→ AIM OF THE EXERCISE
Show every line in the rows below that contains the word "building".

━━ TASK MATERIAL ━━

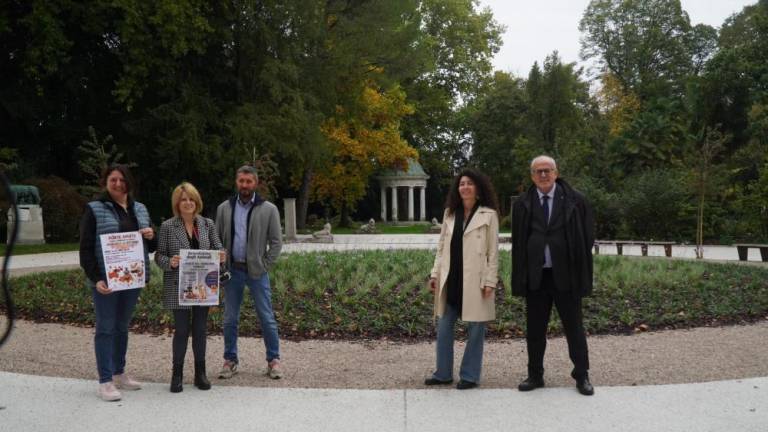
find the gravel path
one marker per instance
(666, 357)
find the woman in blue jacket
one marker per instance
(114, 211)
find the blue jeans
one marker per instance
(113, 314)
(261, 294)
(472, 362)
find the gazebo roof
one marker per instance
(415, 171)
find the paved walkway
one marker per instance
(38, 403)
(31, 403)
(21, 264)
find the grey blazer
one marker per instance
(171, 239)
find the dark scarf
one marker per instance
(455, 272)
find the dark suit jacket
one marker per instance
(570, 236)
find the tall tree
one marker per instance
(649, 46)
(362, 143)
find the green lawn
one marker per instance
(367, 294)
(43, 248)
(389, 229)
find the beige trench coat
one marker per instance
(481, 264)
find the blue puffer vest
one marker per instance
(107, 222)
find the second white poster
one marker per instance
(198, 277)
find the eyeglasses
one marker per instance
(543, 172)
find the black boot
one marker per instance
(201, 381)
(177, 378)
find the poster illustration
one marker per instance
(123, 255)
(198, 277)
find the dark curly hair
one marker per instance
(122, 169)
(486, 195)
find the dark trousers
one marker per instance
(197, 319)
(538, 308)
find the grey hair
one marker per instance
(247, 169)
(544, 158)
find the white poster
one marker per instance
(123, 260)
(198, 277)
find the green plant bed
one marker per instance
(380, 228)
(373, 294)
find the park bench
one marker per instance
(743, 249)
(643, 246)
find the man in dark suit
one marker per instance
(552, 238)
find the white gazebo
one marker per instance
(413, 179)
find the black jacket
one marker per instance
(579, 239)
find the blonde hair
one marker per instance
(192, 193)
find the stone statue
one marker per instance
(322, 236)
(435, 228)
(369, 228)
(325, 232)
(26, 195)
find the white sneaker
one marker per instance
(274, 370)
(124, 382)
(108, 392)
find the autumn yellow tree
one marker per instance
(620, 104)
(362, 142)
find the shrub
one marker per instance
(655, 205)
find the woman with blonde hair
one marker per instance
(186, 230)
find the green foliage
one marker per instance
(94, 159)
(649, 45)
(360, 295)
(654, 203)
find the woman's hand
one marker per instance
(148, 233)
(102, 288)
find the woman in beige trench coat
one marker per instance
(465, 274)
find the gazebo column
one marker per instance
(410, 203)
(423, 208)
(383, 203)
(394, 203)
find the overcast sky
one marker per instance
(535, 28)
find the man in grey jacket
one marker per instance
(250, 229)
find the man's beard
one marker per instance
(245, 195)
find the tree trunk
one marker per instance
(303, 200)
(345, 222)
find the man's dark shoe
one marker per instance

━━━
━━ TASK MATERIAL ━━

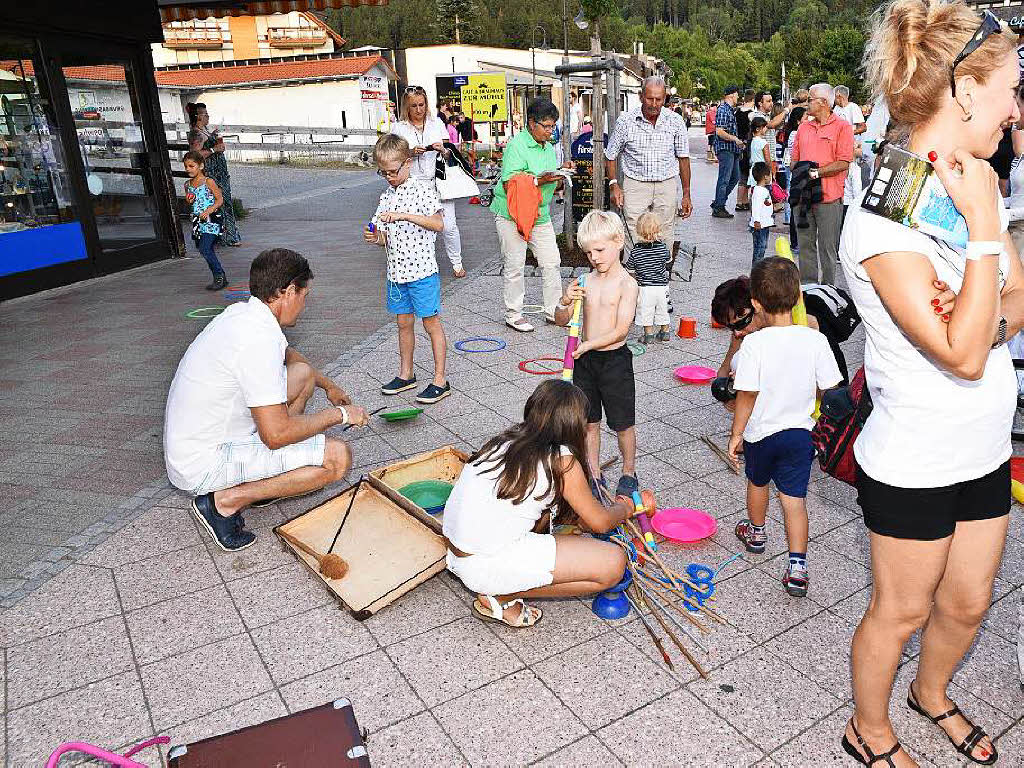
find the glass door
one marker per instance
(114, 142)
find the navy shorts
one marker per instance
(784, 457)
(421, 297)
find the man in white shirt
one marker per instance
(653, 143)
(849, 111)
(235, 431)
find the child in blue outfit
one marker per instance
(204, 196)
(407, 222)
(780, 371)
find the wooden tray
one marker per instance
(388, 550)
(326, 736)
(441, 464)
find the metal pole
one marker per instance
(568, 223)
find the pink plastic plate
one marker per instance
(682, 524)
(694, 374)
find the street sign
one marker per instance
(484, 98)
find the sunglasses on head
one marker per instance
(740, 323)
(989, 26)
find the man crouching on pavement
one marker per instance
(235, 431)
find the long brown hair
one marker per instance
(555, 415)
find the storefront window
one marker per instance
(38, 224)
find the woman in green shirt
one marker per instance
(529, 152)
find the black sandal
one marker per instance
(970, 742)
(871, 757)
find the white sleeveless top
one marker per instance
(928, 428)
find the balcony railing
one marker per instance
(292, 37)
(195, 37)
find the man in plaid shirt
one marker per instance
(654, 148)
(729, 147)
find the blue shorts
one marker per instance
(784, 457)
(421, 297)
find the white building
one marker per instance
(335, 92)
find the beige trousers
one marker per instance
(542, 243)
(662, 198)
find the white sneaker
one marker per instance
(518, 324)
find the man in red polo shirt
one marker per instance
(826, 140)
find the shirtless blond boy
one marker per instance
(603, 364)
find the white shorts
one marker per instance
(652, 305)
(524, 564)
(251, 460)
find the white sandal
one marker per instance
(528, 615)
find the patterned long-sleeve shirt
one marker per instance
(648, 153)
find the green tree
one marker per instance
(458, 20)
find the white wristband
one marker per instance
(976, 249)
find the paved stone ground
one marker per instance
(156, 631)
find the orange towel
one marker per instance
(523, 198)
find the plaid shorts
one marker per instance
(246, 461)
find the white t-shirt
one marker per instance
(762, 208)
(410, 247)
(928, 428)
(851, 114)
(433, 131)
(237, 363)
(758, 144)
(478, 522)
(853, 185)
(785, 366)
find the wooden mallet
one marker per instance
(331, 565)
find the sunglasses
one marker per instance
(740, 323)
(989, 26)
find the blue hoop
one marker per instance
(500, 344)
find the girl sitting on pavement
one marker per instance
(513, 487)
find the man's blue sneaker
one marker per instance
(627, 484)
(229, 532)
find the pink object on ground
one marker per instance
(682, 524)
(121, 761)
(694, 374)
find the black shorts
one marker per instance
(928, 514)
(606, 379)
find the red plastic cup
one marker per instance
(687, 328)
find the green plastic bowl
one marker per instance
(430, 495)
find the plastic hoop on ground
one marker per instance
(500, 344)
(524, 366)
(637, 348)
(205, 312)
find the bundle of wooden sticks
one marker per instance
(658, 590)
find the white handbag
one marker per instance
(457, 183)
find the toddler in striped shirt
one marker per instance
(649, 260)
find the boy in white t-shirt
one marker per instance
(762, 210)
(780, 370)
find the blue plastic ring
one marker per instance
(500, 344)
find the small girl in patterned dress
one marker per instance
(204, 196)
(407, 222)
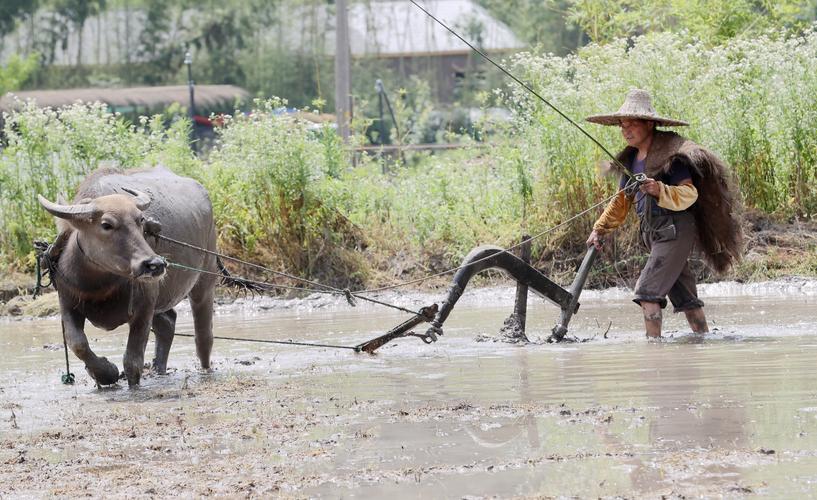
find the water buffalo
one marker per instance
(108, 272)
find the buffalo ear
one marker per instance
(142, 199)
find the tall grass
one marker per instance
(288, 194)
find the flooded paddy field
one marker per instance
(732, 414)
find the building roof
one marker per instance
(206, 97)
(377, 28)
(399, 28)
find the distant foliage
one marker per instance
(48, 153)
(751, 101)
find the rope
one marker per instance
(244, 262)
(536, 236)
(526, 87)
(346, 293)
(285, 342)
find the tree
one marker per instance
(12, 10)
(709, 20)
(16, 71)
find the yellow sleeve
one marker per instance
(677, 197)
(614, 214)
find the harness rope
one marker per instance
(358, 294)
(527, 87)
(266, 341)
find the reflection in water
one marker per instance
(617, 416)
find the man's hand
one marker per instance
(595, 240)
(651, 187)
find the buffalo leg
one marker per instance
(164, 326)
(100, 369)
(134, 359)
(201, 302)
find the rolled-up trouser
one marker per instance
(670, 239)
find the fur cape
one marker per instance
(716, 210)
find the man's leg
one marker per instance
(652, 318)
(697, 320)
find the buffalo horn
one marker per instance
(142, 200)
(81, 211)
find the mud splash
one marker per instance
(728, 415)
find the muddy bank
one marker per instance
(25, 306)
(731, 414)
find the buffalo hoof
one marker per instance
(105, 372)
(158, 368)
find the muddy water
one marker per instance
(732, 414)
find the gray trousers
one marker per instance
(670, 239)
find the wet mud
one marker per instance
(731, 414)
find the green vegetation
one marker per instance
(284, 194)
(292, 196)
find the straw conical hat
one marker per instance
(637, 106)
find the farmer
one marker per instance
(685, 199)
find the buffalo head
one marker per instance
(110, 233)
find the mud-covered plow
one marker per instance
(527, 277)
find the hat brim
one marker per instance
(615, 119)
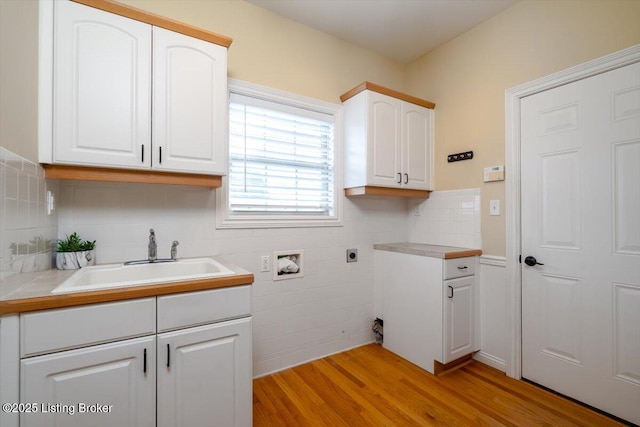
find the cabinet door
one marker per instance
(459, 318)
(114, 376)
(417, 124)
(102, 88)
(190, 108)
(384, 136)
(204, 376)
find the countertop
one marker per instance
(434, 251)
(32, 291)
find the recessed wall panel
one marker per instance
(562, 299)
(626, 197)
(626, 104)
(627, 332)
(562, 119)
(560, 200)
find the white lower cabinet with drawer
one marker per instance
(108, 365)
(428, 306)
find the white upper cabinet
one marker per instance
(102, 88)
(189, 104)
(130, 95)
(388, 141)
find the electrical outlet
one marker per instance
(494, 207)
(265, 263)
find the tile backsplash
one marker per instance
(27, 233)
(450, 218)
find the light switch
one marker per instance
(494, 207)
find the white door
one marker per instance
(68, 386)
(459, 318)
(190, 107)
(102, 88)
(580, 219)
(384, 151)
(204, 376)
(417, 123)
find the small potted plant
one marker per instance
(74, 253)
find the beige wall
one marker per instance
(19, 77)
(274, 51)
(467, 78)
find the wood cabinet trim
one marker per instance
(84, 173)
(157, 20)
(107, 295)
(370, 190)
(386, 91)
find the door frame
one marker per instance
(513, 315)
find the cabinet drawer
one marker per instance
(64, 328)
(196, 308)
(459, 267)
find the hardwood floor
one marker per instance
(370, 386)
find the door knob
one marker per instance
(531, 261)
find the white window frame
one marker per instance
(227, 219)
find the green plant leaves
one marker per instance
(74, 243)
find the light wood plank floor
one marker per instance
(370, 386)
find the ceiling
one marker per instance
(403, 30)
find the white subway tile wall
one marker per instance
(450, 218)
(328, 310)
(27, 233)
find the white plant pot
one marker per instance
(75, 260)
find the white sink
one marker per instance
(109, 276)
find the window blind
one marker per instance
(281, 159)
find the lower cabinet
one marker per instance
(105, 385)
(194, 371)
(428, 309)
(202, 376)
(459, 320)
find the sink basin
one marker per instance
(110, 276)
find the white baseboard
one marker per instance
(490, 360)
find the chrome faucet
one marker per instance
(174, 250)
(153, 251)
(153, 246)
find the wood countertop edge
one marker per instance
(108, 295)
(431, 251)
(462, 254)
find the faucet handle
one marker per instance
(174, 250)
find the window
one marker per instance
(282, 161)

━━━
━━ TASK MATERIAL ━━

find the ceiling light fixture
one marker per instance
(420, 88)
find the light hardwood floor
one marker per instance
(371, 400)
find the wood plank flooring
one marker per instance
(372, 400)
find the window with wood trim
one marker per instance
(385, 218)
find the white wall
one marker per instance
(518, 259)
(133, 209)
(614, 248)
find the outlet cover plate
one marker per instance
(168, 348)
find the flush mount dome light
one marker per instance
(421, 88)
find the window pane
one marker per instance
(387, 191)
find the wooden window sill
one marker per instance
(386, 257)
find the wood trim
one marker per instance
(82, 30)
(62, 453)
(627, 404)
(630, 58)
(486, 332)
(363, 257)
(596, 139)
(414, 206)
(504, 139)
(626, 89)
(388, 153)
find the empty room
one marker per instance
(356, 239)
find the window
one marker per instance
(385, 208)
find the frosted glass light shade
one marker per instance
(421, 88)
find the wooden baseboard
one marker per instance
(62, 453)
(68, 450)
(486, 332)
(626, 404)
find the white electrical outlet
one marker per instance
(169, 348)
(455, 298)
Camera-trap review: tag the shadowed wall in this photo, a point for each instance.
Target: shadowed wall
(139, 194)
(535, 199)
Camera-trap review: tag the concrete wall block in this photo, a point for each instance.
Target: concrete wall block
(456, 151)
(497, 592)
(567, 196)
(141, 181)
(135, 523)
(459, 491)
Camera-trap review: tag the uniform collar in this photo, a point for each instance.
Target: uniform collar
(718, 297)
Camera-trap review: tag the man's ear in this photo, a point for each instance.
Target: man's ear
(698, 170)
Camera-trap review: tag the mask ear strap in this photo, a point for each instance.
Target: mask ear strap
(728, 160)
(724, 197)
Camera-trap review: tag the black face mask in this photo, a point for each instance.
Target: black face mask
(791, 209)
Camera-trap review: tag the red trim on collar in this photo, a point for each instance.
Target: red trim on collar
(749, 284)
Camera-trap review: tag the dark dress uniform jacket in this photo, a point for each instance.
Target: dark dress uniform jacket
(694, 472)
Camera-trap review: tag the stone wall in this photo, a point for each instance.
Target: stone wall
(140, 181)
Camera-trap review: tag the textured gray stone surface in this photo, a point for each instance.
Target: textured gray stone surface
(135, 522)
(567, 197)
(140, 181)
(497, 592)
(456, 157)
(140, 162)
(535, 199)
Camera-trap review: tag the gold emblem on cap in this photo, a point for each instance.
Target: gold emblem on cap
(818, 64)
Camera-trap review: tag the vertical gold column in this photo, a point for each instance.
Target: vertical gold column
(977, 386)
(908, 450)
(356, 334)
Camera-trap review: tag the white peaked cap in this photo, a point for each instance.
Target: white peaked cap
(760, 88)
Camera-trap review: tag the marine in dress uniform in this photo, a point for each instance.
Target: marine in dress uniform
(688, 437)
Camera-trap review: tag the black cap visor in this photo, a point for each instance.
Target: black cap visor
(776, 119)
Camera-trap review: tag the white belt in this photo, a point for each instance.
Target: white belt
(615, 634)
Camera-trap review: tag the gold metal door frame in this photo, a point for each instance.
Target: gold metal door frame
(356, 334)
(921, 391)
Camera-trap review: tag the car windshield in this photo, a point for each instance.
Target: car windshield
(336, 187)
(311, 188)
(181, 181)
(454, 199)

━━━

→ OUTPUT OF THE EXERCISE
find the white building
find the building roof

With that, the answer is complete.